=== SUPPLIED MATERIAL ===
══════════
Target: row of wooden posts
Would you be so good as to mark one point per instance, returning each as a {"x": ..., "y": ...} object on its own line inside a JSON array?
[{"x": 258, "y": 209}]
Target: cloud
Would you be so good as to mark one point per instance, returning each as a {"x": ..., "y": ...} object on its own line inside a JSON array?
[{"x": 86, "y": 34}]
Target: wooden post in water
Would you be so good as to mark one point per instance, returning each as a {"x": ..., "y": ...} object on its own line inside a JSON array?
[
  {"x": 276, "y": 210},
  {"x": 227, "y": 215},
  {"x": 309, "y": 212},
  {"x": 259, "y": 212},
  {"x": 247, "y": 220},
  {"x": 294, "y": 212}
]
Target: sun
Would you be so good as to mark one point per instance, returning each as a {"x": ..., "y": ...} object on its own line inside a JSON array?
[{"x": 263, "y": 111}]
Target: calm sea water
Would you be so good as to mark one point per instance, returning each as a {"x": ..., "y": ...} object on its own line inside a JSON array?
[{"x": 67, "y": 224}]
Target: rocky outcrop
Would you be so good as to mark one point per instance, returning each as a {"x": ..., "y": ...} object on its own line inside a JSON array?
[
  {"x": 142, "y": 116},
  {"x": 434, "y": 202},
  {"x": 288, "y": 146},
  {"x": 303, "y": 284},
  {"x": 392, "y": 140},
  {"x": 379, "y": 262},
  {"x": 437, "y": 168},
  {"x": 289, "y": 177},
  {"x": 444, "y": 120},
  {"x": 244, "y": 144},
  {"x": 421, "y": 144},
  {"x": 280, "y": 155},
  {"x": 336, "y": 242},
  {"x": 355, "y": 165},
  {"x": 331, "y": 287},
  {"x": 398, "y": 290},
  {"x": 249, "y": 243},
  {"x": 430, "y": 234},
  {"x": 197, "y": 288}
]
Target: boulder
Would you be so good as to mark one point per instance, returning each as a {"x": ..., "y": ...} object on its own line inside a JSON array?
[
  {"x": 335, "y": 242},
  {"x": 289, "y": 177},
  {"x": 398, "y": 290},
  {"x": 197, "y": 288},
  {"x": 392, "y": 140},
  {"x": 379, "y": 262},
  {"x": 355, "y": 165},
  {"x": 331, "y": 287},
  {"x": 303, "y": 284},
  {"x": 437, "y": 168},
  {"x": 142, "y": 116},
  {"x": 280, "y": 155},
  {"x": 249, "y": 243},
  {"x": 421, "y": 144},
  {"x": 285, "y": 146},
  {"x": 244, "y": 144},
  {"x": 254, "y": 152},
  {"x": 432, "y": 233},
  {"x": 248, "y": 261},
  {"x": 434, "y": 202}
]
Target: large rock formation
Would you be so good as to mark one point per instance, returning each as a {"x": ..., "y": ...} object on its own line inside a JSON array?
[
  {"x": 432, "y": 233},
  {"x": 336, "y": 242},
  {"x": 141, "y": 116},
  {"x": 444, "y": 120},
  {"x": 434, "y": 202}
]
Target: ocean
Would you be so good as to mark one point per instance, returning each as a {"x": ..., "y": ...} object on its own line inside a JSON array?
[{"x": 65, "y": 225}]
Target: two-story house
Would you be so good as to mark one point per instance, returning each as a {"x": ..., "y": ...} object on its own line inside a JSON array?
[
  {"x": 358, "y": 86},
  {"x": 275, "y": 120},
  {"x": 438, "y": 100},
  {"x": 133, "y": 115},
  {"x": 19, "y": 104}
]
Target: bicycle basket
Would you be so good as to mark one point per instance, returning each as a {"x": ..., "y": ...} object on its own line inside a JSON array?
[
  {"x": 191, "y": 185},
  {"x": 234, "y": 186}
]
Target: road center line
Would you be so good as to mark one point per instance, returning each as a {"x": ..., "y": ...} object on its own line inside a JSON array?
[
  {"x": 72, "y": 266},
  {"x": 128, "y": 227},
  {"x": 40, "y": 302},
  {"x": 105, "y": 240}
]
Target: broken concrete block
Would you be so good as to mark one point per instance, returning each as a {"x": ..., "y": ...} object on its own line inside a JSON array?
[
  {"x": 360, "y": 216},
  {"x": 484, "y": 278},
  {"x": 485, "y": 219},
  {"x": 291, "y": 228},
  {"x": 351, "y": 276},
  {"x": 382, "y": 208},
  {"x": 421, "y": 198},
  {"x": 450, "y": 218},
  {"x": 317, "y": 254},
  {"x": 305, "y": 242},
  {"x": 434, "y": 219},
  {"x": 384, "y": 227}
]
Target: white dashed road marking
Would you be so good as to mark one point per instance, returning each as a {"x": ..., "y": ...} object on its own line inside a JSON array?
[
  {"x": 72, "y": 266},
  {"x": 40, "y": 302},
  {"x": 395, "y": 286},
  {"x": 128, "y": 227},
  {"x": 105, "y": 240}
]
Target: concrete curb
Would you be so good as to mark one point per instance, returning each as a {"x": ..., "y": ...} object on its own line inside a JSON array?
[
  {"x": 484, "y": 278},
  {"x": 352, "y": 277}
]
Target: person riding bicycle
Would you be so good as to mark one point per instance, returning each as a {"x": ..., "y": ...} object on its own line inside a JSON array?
══════════
=== YOUR GOAL ===
Tally, in the data above, the lines where the word "bicycle" occurs, and give the figure alone.

=== OUTPUT OF THE TASK ===
2